Saved entries:
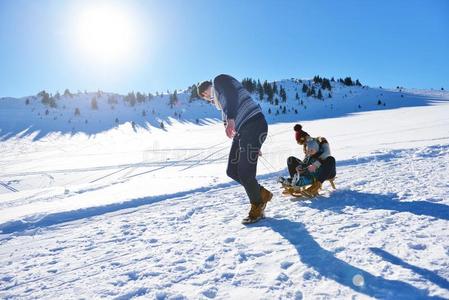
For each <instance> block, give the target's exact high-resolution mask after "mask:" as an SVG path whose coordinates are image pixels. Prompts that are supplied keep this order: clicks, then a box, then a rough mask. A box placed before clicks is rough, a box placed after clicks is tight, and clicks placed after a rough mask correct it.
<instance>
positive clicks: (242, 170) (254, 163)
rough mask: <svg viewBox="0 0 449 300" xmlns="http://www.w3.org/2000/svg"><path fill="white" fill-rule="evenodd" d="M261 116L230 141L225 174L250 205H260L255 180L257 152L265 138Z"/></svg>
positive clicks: (253, 119) (263, 123) (257, 187)
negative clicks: (250, 202)
mask: <svg viewBox="0 0 449 300" xmlns="http://www.w3.org/2000/svg"><path fill="white" fill-rule="evenodd" d="M267 132H268V125H267V122H266V120H265V117H264V116H263V115H258V116H255V117H254V118H252V119H250V120H248V121H247V123H245V124H243V125H242V127H241V128H240V129H239V132H238V134H236V136H235V137H234V139H233V141H232V146H231V151H230V152H229V159H228V168H227V170H226V174H227V175H228V176H229V177H231V178H232V179H234V180H235V181H237V182H238V183H240V184H241V185H242V186H243V187H244V188H245V191H246V194H247V195H248V198H249V201H250V202H251V203H252V204H260V203H261V199H260V185H259V183H258V182H257V179H256V171H257V160H258V158H259V150H260V148H261V147H262V144H263V142H264V141H265V139H266V137H267Z"/></svg>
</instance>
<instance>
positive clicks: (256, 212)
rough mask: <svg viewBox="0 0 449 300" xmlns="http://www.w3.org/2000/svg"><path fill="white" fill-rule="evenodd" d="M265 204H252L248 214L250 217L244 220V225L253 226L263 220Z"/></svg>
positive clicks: (243, 219) (244, 219) (243, 221)
mask: <svg viewBox="0 0 449 300" xmlns="http://www.w3.org/2000/svg"><path fill="white" fill-rule="evenodd" d="M262 206H263V204H259V205H256V204H251V209H250V211H249V213H248V216H247V217H246V218H244V219H243V220H242V223H243V224H251V223H255V222H257V221H259V220H260V219H262V218H263V209H262Z"/></svg>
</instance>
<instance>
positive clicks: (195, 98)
mask: <svg viewBox="0 0 449 300" xmlns="http://www.w3.org/2000/svg"><path fill="white" fill-rule="evenodd" d="M198 98H199V96H198V88H197V86H196V84H194V85H192V87H191V88H190V98H189V101H190V102H192V100H194V99H198Z"/></svg>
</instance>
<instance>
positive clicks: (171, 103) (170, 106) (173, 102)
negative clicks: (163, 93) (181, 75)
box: [169, 90, 178, 108]
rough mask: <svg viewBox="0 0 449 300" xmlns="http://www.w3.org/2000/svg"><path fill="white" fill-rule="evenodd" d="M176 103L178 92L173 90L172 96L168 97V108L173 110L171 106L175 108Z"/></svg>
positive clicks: (176, 101) (177, 99)
mask: <svg viewBox="0 0 449 300" xmlns="http://www.w3.org/2000/svg"><path fill="white" fill-rule="evenodd" d="M176 103H178V92H177V91H176V90H175V91H174V92H173V95H170V101H169V105H170V108H173V106H175V105H176Z"/></svg>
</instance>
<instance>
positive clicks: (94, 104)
mask: <svg viewBox="0 0 449 300" xmlns="http://www.w3.org/2000/svg"><path fill="white" fill-rule="evenodd" d="M90 107H92V109H98V103H97V98H96V97H93V98H92V100H91V101H90Z"/></svg>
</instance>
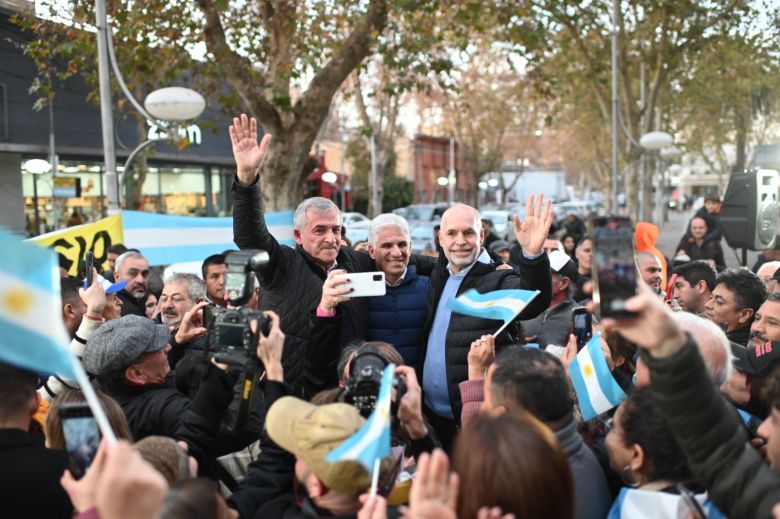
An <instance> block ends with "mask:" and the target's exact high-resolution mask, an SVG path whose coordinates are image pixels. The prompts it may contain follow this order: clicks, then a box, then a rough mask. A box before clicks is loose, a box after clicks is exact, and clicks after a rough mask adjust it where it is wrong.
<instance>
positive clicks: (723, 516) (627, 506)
mask: <svg viewBox="0 0 780 519" xmlns="http://www.w3.org/2000/svg"><path fill="white" fill-rule="evenodd" d="M691 499H695V500H696V502H697V503H698V504H699V506H700V507H701V509H702V511H704V513H705V514H706V517H707V518H709V519H725V516H724V515H723V514H722V513H721V511H720V510H718V508H717V507H716V506H715V505H714V504H713V503H712V501H710V500H709V499H707V494H706V493H705V494H697V495H695V496H693V495H692V496H691ZM689 517H691V509H690V507H689V505H688V504H686V503H685V500H684V498H683V497H682V496H681V495H679V494H668V493H666V492H658V491H651V490H639V489H635V488H623V489H621V491H620V494H618V497H617V499H615V502H614V504H613V505H612V508H611V509H610V511H609V515H607V519H689Z"/></svg>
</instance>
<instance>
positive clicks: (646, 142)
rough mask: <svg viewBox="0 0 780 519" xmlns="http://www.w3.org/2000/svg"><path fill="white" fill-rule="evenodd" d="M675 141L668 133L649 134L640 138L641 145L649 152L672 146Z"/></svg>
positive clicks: (655, 132) (645, 134) (647, 134)
mask: <svg viewBox="0 0 780 519" xmlns="http://www.w3.org/2000/svg"><path fill="white" fill-rule="evenodd" d="M673 141H674V139H673V138H672V136H671V135H669V134H668V133H666V132H649V133H646V134H644V135H642V136H641V137H640V138H639V144H640V145H641V146H642V147H643V148H645V149H648V150H660V149H661V148H666V147H667V146H671V145H672V142H673Z"/></svg>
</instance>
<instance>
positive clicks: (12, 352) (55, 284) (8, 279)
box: [0, 228, 76, 378]
mask: <svg viewBox="0 0 780 519" xmlns="http://www.w3.org/2000/svg"><path fill="white" fill-rule="evenodd" d="M0 250H2V251H3V252H2V254H0V258H2V261H0V361H2V362H6V363H8V364H13V365H15V366H18V367H20V368H23V369H27V370H29V371H34V372H36V373H56V374H60V375H64V376H67V377H69V378H76V373H75V368H74V362H75V357H73V355H71V353H70V352H69V351H68V350H67V348H66V345H67V344H68V343H69V342H70V338H69V337H68V332H67V331H66V330H65V325H64V324H63V323H62V302H61V299H60V276H59V267H58V264H57V257H56V255H55V254H54V251H52V250H51V249H45V248H42V247H41V246H40V245H35V244H33V243H24V242H23V241H22V238H21V237H19V236H16V235H15V234H13V233H11V232H9V231H7V230H5V229H2V228H0Z"/></svg>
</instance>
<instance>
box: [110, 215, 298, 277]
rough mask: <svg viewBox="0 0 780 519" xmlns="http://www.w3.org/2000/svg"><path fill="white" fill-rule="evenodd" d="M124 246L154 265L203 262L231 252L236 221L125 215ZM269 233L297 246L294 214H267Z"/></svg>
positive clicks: (138, 215)
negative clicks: (225, 252)
mask: <svg viewBox="0 0 780 519" xmlns="http://www.w3.org/2000/svg"><path fill="white" fill-rule="evenodd" d="M122 216H123V218H124V232H125V245H126V246H128V247H133V248H136V249H138V250H140V251H141V253H142V254H143V255H144V256H146V257H147V258H148V259H149V263H150V264H151V265H169V264H171V263H178V262H181V261H198V260H200V261H202V260H204V259H205V258H206V257H207V256H210V255H212V254H219V253H221V252H223V251H225V250H228V249H234V250H235V249H237V247H236V245H235V244H234V243H233V217H232V216H226V217H221V218H209V217H192V216H175V215H165V214H156V213H144V212H140V211H122ZM265 223H266V225H267V226H268V230H269V231H270V232H271V234H272V235H273V236H274V237H275V238H276V239H277V241H278V242H279V243H281V244H286V245H295V241H294V240H293V231H292V228H293V213H292V211H284V212H279V213H266V214H265Z"/></svg>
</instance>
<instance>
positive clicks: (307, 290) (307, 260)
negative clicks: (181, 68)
mask: <svg viewBox="0 0 780 519" xmlns="http://www.w3.org/2000/svg"><path fill="white" fill-rule="evenodd" d="M230 139H231V143H232V146H233V157H234V159H235V161H236V177H235V182H234V183H233V233H234V234H233V239H234V241H235V243H236V245H238V247H239V248H240V249H242V250H243V249H261V250H264V251H266V252H267V253H268V256H269V261H268V263H267V264H265V265H263V266H262V267H260V268H258V269H257V270H256V274H257V279H258V281H259V282H260V287H261V298H260V309H261V310H270V309H273V310H274V311H276V312H278V314H279V315H280V316H281V318H282V320H283V321H284V325H285V329H286V330H287V335H288V339H287V347H286V348H285V354H284V365H285V370H286V372H287V381H288V383H290V384H291V385H292V386H293V387H294V388H295V391H296V394H301V393H302V392H303V383H304V382H303V381H304V365H305V349H306V340H307V339H306V338H307V335H308V329H309V316H310V314H311V313H312V312H314V310H315V308H316V307H317V303H318V302H319V301H320V296H321V294H322V284H323V281H324V280H325V279H326V277H327V275H328V273H329V272H331V271H332V270H334V269H339V270H344V271H346V272H371V271H374V270H375V269H376V267H375V265H374V262H373V261H372V260H371V257H370V256H369V255H368V254H366V253H365V252H357V251H354V250H352V249H350V248H348V247H342V246H341V231H342V221H341V212H340V211H339V208H338V207H337V206H336V205H335V204H334V203H333V202H332V201H331V200H328V199H326V198H321V197H313V198H307V199H306V200H304V201H303V202H301V203H300V204H299V205H298V207H297V209H296V210H295V214H294V216H293V225H294V229H293V236H294V238H295V242H296V246H295V248H290V247H287V246H283V245H280V244H279V242H278V241H277V240H276V238H274V237H273V235H272V234H271V233H270V231H269V230H268V227H267V225H266V222H265V217H264V207H263V201H262V193H261V182H260V177H259V169H260V167H261V165H262V162H263V159H264V157H265V154H266V152H267V150H268V146H269V144H270V142H271V136H270V135H268V134H266V135H265V136H264V137H263V140H262V142H260V143H259V144H258V142H257V122H256V121H255V119H254V118H251V119H250V118H248V117H247V116H246V115H244V114H242V115H241V117H240V118H238V117H236V118H234V119H233V124H232V125H231V126H230ZM426 260H427V261H426ZM420 261H422V262H424V265H426V268H427V270H428V272H429V271H430V269H431V268H432V267H433V261H432V260H431V259H430V258H424V259H422V260H420ZM420 273H422V274H425V272H422V271H421V272H420ZM356 304H357V303H355V302H347V301H345V303H344V304H343V305H342V309H343V311H344V314H345V319H344V323H345V324H344V333H343V335H342V340H343V341H347V340H349V338H351V337H357V336H359V335H358V333H357V331H358V330H363V329H365V322H364V321H365V319H366V314H365V312H364V311H358V310H357V309H356V308H355V305H356Z"/></svg>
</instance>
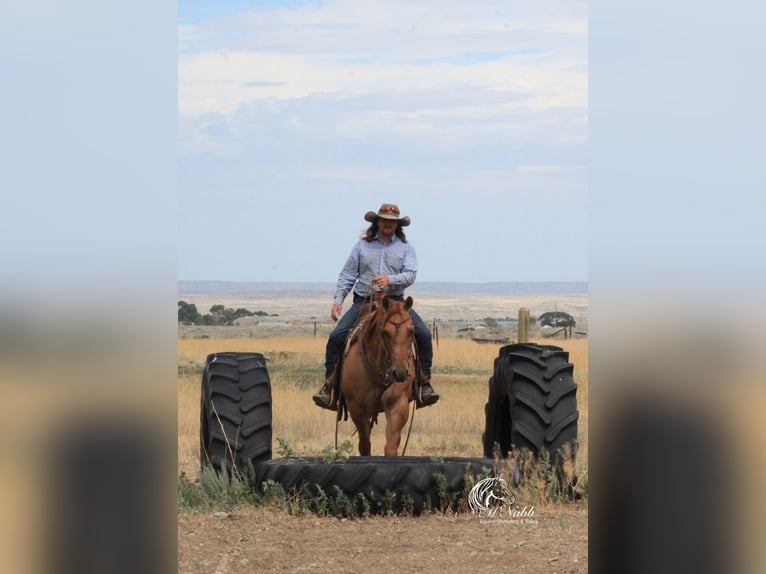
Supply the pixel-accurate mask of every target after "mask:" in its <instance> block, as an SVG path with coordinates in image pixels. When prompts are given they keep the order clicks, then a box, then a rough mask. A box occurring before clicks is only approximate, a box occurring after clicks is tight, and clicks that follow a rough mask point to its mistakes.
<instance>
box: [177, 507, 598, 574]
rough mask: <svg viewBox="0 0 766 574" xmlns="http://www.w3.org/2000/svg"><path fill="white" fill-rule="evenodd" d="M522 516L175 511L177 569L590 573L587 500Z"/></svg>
mask: <svg viewBox="0 0 766 574" xmlns="http://www.w3.org/2000/svg"><path fill="white" fill-rule="evenodd" d="M526 521H527V522H524V523H522V522H520V521H519V519H515V520H511V519H509V518H507V517H506V518H505V519H500V520H497V521H493V519H482V518H480V517H479V516H477V515H474V514H466V513H462V514H449V515H441V514H437V515H426V516H421V517H410V518H408V517H372V518H361V519H338V518H332V517H319V516H314V515H303V516H291V515H289V514H287V513H285V512H281V511H274V510H269V509H263V508H254V507H240V508H238V509H236V510H234V511H232V512H230V513H221V512H220V511H219V512H217V513H216V512H214V511H209V512H179V515H178V571H179V572H182V573H187V572H188V573H196V572H205V573H209V574H216V573H221V574H233V573H240V572H242V573H244V572H248V573H250V572H288V573H289V572H296V573H297V572H314V573H322V572H333V573H338V572H365V573H373V574H374V573H377V572H397V573H403V572H514V573H522V572H523V573H538V572H546V573H581V572H587V571H588V511H587V506H586V504H585V503H577V504H572V503H570V504H558V505H550V506H547V507H545V508H543V509H539V510H538V509H536V511H535V515H534V517H533V518H530V519H526Z"/></svg>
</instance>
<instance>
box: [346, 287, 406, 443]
mask: <svg viewBox="0 0 766 574" xmlns="http://www.w3.org/2000/svg"><path fill="white" fill-rule="evenodd" d="M411 307H412V297H407V300H406V301H404V302H400V301H394V300H392V299H388V298H387V297H385V296H384V297H383V298H382V299H381V300H380V301H378V302H376V303H373V304H372V305H371V307H370V309H369V310H368V311H365V308H364V307H363V308H362V311H361V312H360V314H359V317H360V319H359V322H358V323H357V327H355V328H354V329H353V330H352V331H351V334H350V335H349V337H350V341H351V343H350V345H349V346H348V350H347V352H346V356H345V359H344V361H343V365H342V369H341V375H340V388H341V396H342V397H343V399H342V400H343V401H344V402H345V407H346V408H347V409H348V414H349V415H350V416H351V419H352V420H353V421H354V425H356V429H357V431H358V433H359V454H360V455H362V456H369V455H370V450H371V448H370V433H371V431H372V425H373V423H374V422H376V421H377V416H378V413H380V412H384V413H385V414H386V446H385V449H384V453H385V455H386V456H396V455H397V454H398V451H399V443H400V441H401V436H402V429H403V428H404V426H405V424H406V423H407V417H408V414H409V402H410V399H411V398H412V386H413V383H414V380H415V371H416V366H415V355H414V351H413V345H414V333H415V328H414V326H413V323H412V318H411V317H410V308H411Z"/></svg>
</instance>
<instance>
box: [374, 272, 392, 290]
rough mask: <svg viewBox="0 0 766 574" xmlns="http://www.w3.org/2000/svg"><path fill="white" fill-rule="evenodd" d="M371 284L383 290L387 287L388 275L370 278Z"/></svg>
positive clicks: (380, 275)
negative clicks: (371, 280) (371, 281)
mask: <svg viewBox="0 0 766 574" xmlns="http://www.w3.org/2000/svg"><path fill="white" fill-rule="evenodd" d="M372 282H373V283H375V285H377V286H378V288H379V289H381V290H382V289H385V288H386V287H388V282H389V281H388V275H378V276H377V277H373V278H372Z"/></svg>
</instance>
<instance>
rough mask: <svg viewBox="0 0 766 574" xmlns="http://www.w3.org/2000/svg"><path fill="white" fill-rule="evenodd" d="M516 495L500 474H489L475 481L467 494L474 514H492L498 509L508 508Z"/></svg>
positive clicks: (481, 514)
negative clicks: (476, 481) (467, 494)
mask: <svg viewBox="0 0 766 574" xmlns="http://www.w3.org/2000/svg"><path fill="white" fill-rule="evenodd" d="M515 500H516V497H515V496H513V494H512V493H511V491H510V490H509V489H508V484H507V483H506V482H505V480H504V479H503V478H502V477H500V476H491V477H489V478H484V479H482V480H480V481H479V482H477V483H476V484H475V485H474V486H473V488H472V489H471V492H470V493H469V494H468V506H470V507H471V511H473V513H474V514H479V515H481V516H485V517H491V516H494V515H495V514H496V513H497V511H498V510H499V509H503V508H509V507H510V506H511V505H512V504H513V503H514V501H515Z"/></svg>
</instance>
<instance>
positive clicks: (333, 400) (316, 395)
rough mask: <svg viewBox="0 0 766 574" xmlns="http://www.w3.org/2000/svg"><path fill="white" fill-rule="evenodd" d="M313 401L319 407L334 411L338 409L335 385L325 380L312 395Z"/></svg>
mask: <svg viewBox="0 0 766 574" xmlns="http://www.w3.org/2000/svg"><path fill="white" fill-rule="evenodd" d="M312 398H313V399H314V403H316V405H317V406H318V407H320V408H323V409H327V410H330V411H334V410H337V409H338V397H337V396H336V393H335V385H333V384H331V383H329V382H325V384H324V386H323V387H322V388H321V389H320V391H319V392H318V393H317V394H316V395H314V396H313V397H312Z"/></svg>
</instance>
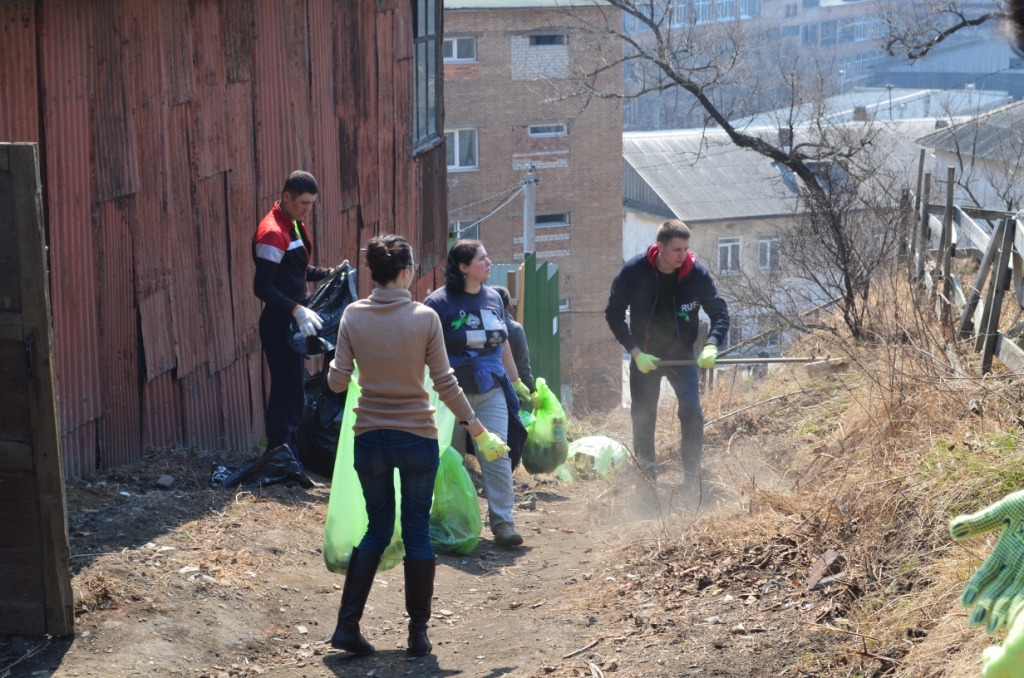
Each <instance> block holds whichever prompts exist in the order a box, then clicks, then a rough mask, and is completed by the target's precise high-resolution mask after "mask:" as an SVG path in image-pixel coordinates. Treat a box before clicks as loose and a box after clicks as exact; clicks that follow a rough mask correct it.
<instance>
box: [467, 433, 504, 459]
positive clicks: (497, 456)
mask: <svg viewBox="0 0 1024 678" xmlns="http://www.w3.org/2000/svg"><path fill="white" fill-rule="evenodd" d="M473 440H475V441H476V449H477V450H479V451H480V454H481V455H483V458H484V459H486V460H487V461H488V462H493V461H495V460H496V459H498V458H499V457H501V456H502V455H504V454H505V453H507V452H508V451H509V450H511V448H510V447H508V446H507V444H505V440H502V439H501V438H500V437H499V436H497V435H495V434H494V433H492V432H490V431H488V430H487V429H483V432H482V433H480V434H479V435H474V436H473Z"/></svg>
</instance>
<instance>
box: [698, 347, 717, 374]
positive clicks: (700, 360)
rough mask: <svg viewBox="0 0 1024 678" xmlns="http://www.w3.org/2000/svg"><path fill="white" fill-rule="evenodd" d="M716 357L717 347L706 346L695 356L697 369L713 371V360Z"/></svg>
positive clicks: (716, 353)
mask: <svg viewBox="0 0 1024 678" xmlns="http://www.w3.org/2000/svg"><path fill="white" fill-rule="evenodd" d="M717 357H718V346H716V345H715V344H708V345H707V346H705V349H703V350H702V351H700V354H699V355H697V367H698V368H700V369H702V370H714V369H715V358H717Z"/></svg>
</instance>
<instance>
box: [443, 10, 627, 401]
mask: <svg viewBox="0 0 1024 678" xmlns="http://www.w3.org/2000/svg"><path fill="white" fill-rule="evenodd" d="M574 11H575V12H577V13H578V14H586V13H587V12H588V11H599V10H594V9H577V10H574ZM572 23H573V19H570V18H568V17H566V16H564V15H563V14H562V13H561V12H560V11H558V10H555V9H552V10H543V9H536V8H535V9H508V10H500V9H483V10H446V11H445V14H444V29H445V36H446V37H456V36H463V37H475V38H476V41H477V44H476V53H477V60H476V61H475V62H472V63H458V65H446V66H445V67H444V109H445V110H444V117H445V126H446V127H447V128H449V129H458V128H474V129H476V130H477V134H478V146H479V167H478V168H477V169H474V170H470V171H450V173H449V206H450V219H451V220H452V221H471V220H473V219H476V218H479V217H482V216H483V215H485V214H487V213H488V212H490V211H492V210H494V209H495V208H496V207H498V206H499V205H500V204H501V196H502V195H504V194H505V193H506V192H508V190H510V189H514V188H515V186H516V184H517V183H518V182H519V181H521V180H522V178H523V175H524V169H523V168H525V167H526V166H527V165H528V164H530V163H532V164H534V165H535V166H536V167H537V168H538V172H537V173H538V176H539V178H540V184H539V185H538V186H537V211H538V214H544V213H552V212H564V213H567V214H569V219H570V225H568V226H558V227H546V228H538V229H537V250H538V258H539V259H547V260H548V261H550V262H552V263H556V264H558V266H559V267H560V283H561V292H560V296H561V297H562V298H563V299H567V300H568V302H569V305H570V310H569V311H568V312H566V313H562V315H561V319H560V328H561V345H562V355H561V361H562V375H561V377H562V383H563V384H570V385H571V387H572V388H573V393H574V398H573V405H574V407H578V408H580V407H583V408H585V409H605V408H609V407H614V406H615V405H617V404H618V401H620V381H621V379H620V371H621V349H620V347H618V344H617V343H616V342H615V340H614V338H613V337H612V335H611V332H610V331H609V330H608V328H607V325H606V324H605V322H604V313H603V311H604V305H605V303H606V301H607V294H608V290H609V288H610V285H611V279H612V278H613V277H614V274H615V272H616V271H617V270H618V267H620V266H621V264H622V238H623V222H622V218H623V217H622V215H623V212H622V200H623V188H622V162H623V160H622V147H623V146H622V110H621V107H620V104H618V102H617V101H614V100H604V99H594V100H592V101H590V102H589V105H584V102H583V101H581V100H578V99H569V100H557V99H558V98H559V97H558V90H557V89H556V87H555V85H556V84H558V83H554V82H553V81H551V80H549V78H556V77H561V76H563V75H564V73H565V66H566V65H567V63H570V62H571V63H574V65H582V66H583V68H589V66H590V63H591V62H592V61H593V60H594V59H595V54H594V53H593V52H591V50H589V49H588V45H587V41H586V39H584V38H583V37H581V36H577V35H574V34H573V33H572V32H571V31H570V30H567V29H565V28H564V27H567V26H570V25H571V24H572ZM557 30H563V31H565V32H566V33H567V35H568V39H567V44H566V45H549V46H530V45H529V40H528V35H529V33H530V32H535V33H545V34H551V33H554V32H556V31H557ZM606 80H607V83H608V85H609V86H620V85H621V83H622V72H621V71H614V72H609V73H607V74H606ZM564 86H565V84H564V83H561V84H558V87H561V88H562V91H564ZM552 123H562V124H566V125H568V135H567V136H556V137H540V138H537V137H529V136H528V133H527V128H528V127H529V126H530V125H540V124H552ZM480 237H481V239H482V241H483V243H484V245H485V246H486V248H487V252H488V254H489V255H490V258H492V259H493V260H494V261H495V262H496V263H515V262H517V261H521V259H522V240H521V238H522V200H521V198H516V199H515V200H514V201H512V202H511V203H510V204H509V205H508V206H506V207H505V208H504V209H502V210H501V211H499V212H498V213H497V214H495V215H494V216H492V217H490V218H488V219H487V220H486V221H484V222H483V223H481V224H480Z"/></svg>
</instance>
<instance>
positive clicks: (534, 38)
mask: <svg viewBox="0 0 1024 678" xmlns="http://www.w3.org/2000/svg"><path fill="white" fill-rule="evenodd" d="M564 44H565V35H564V34H554V35H531V36H529V46H530V47H546V46H549V45H564Z"/></svg>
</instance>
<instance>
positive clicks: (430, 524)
mask: <svg viewBox="0 0 1024 678" xmlns="http://www.w3.org/2000/svg"><path fill="white" fill-rule="evenodd" d="M450 437H451V434H450ZM482 528H483V523H482V521H481V520H480V505H479V503H478V500H477V498H476V488H474V486H473V480H472V479H471V478H470V477H469V472H468V471H466V467H465V466H463V465H462V455H460V454H459V453H458V452H456V451H455V450H454V449H453V448H451V447H445V448H444V449H442V450H441V464H440V466H439V467H438V468H437V477H436V478H435V479H434V503H433V505H432V506H431V507H430V544H431V545H432V546H433V547H434V551H437V552H438V553H458V554H459V555H468V554H470V553H472V552H473V549H475V548H476V544H477V543H478V542H479V541H480V531H481V529H482Z"/></svg>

• [PROBLEM STATEMENT]: Rewrite the stretch from the start of the material through the line that contains "positive clicks: (253, 119)", substituting "coarse mask" for every "rough mask" and leaving everything else as it stands. Omit the pictures.

• [EXERCISE RESPONSE]:
For each <instance> block, give the target's exact high-resolution mask after "mask:" as an SVG path whose coordinates are image pixels. Prompts that are supplied keep this order: clicks, then a box, then a coarse mask. A box placed before clicks is rough, a box placed after clicks is tight, and clicks placed after a coarse mask correct it.
<instance>
positive clicks: (242, 170) (254, 163)
coarse mask: <svg viewBox="0 0 449 300" xmlns="http://www.w3.org/2000/svg"><path fill="white" fill-rule="evenodd" d="M261 116L230 141L225 174L250 205H260L255 180L257 152L265 138Z"/></svg>
positive clicks: (253, 119) (263, 123) (257, 187)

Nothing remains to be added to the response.